__Reading passage__.
# Pink mash



## Achinghips (30 October 2016)

Can't remember what it's called, it has the beetroot and probiotics for healthy digestion in it ..... A y experiences please?


----------



## Auslander (30 October 2016)

It's called Pink Mash. I had a couple of samples a while ago, and my lot turned their noses up at it


----------



## Leo Walker (30 October 2016)

My bag arrived last week. My greedy but surprisingly fussy cob likes it. I like it because its low in sugar and starch and swells up once its soaked so theres more of it to hide his supplement in, without their being more calories etc. My only complaint is I genuinely thought it would be pinker :lol:


----------



## OLDGREYMARE (30 October 2016)

My 3 love it and they look good on it.


----------



## Scarlett (31 October 2016)

__Problem statement__.
Pick up the forum thread about Pink Mash and carry it on from the point where it stops. The records after this point have nothing to do with the Pink Mash thread.

__Input data__.
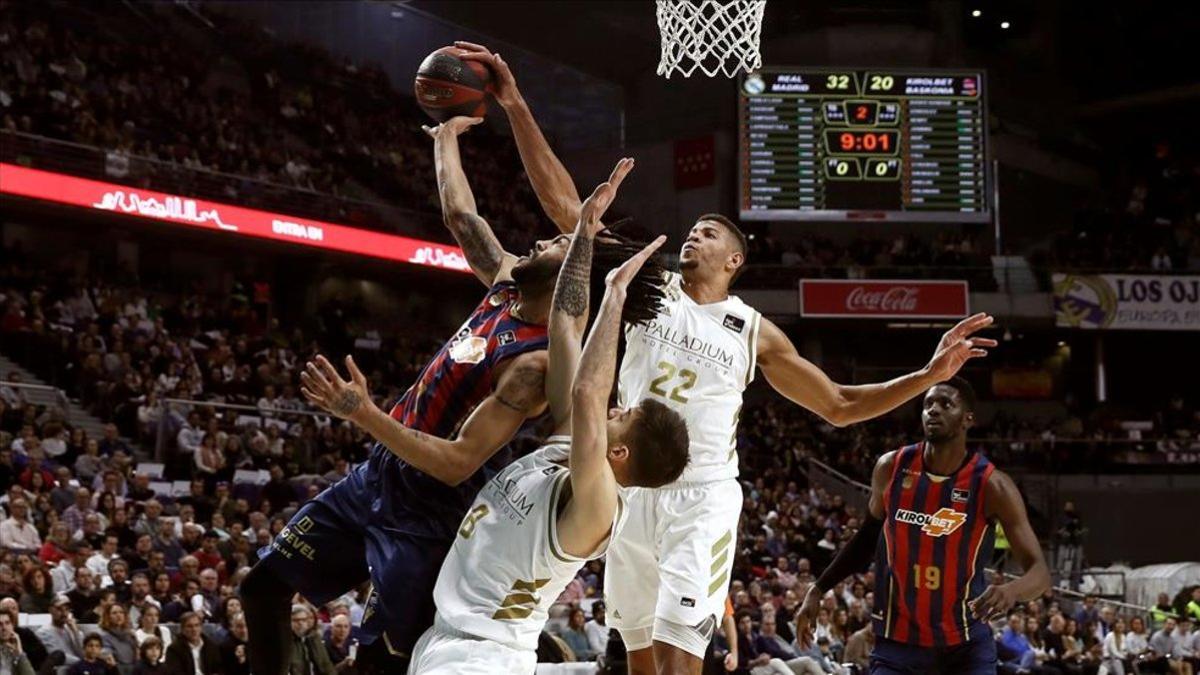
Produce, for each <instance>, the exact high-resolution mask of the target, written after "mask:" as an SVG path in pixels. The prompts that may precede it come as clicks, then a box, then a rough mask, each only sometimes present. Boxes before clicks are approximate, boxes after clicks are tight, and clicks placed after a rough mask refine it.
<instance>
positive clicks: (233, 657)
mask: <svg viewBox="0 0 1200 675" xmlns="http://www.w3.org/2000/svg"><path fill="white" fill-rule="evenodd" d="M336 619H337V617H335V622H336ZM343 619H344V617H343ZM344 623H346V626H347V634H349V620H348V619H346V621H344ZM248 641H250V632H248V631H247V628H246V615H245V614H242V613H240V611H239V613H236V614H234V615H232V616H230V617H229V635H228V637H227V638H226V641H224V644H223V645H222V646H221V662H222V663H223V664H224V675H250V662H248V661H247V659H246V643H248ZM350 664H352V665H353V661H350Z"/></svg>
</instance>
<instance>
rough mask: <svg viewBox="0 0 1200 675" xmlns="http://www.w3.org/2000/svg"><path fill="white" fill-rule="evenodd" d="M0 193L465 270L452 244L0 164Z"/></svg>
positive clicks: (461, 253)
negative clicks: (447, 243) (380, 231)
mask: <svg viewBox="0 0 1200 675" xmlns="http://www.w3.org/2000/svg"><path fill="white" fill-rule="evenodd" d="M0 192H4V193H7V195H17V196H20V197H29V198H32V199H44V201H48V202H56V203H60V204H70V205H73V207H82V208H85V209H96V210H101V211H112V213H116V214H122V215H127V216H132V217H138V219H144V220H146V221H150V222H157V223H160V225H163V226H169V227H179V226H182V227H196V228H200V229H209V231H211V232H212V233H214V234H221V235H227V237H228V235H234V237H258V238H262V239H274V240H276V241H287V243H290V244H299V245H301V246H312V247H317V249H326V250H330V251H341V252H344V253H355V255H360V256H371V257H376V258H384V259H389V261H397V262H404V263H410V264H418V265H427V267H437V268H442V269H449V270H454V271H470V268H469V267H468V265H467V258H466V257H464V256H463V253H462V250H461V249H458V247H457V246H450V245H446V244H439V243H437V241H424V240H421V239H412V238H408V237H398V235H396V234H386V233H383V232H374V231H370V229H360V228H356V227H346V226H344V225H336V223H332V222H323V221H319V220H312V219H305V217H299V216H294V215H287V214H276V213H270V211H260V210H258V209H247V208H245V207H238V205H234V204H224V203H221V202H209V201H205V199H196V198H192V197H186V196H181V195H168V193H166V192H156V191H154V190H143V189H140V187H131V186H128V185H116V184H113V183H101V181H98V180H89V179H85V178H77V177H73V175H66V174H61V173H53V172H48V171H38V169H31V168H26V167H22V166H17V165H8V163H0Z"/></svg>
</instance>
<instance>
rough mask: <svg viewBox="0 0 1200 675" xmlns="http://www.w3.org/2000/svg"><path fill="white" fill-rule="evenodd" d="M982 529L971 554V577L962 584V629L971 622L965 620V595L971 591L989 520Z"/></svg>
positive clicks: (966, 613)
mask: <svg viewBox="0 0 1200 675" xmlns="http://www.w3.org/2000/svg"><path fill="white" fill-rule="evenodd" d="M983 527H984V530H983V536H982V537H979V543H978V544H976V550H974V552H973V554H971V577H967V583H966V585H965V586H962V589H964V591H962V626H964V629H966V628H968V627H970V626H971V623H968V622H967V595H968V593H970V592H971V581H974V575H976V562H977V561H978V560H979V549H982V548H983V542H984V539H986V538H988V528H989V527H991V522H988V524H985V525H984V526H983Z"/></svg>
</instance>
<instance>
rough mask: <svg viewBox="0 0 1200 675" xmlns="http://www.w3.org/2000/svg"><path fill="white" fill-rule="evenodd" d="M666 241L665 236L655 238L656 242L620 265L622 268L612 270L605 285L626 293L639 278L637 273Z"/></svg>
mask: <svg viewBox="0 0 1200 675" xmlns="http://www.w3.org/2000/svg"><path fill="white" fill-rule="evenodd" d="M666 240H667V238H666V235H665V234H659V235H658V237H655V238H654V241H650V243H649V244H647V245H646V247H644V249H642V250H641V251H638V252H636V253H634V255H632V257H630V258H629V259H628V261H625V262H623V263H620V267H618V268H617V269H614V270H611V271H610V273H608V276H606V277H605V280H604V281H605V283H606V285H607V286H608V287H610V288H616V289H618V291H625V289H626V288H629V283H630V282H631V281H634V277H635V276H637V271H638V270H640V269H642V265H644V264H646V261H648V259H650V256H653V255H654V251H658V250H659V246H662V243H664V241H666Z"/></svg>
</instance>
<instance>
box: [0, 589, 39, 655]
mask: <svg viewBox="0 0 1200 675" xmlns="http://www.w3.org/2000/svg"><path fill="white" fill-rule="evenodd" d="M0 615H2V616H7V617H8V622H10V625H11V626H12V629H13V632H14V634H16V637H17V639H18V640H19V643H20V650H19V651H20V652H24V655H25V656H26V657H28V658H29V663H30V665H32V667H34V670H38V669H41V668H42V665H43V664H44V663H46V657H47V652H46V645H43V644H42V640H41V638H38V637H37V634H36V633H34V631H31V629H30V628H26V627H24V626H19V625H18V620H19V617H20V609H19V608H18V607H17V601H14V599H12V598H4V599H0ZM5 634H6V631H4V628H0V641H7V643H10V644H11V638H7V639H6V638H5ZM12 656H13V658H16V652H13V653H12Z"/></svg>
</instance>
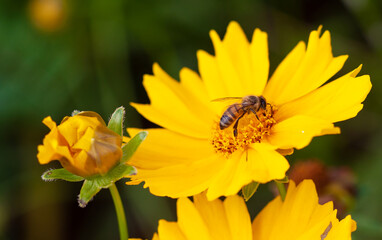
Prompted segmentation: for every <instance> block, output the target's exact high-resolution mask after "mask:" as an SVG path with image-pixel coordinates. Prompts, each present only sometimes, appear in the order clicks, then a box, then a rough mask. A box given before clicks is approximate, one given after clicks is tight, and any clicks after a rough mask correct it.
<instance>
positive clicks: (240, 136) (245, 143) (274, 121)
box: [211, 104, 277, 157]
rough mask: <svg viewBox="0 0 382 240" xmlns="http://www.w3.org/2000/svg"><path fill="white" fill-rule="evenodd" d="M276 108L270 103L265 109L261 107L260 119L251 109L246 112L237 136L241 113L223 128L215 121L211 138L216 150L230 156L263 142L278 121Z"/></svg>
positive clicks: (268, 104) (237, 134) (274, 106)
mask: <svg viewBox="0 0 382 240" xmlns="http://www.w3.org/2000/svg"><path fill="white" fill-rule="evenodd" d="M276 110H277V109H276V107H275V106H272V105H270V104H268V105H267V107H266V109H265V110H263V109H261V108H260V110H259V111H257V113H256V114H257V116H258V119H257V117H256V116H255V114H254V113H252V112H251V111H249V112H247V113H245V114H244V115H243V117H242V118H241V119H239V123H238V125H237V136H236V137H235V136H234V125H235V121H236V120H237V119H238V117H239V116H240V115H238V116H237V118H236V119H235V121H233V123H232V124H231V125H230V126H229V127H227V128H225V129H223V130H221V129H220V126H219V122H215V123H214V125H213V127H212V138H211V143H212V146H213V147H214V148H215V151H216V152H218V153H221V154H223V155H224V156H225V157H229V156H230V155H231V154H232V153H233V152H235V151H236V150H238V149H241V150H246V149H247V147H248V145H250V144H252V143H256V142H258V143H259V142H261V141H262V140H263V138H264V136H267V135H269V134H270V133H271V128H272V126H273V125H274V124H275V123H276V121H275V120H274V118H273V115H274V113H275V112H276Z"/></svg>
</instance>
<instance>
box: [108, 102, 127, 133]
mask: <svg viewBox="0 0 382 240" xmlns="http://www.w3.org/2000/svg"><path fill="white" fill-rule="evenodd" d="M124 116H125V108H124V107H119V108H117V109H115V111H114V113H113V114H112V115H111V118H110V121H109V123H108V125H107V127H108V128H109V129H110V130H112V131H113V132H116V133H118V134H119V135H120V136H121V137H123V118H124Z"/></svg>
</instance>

__Result of the exercise__.
Got 5 on it. It's the first feed I can feed all of mine without issue or compromise. They have happier guts - have ulcer and hind gut acidosis/inflammation compromised horses - and their feet have improved with tighter growth and better horn. My 4 Tbs are all barefoot and have really done brilliantly on it. I feed with a combination of other Keyflow feeds and Ulsakind Cubes.


----------



## PoppyAnderson (31 October 2016)

I'm just about to try it.


----------



## smellsofhorse (3 November 2016)

I bought some on Saturday.
Im pleasantly surprised my TB likes it.

Its a good price and available locally.
So im happy!


----------



## shaskeen (12 August 2017)

Would anyone do a swap for speedi beet which is what I usually use? I hav 5 horses one of which has just been expensively treated for ulcers! I don't wash to have 5 different bags of feed hanging around, what does everyone think?


----------



## Achinghips (12 August 2017)

I don't think there's much nutrition in it, though I'm sure some will attribute success to it.


----------



## Leo Walker (12 August 2017)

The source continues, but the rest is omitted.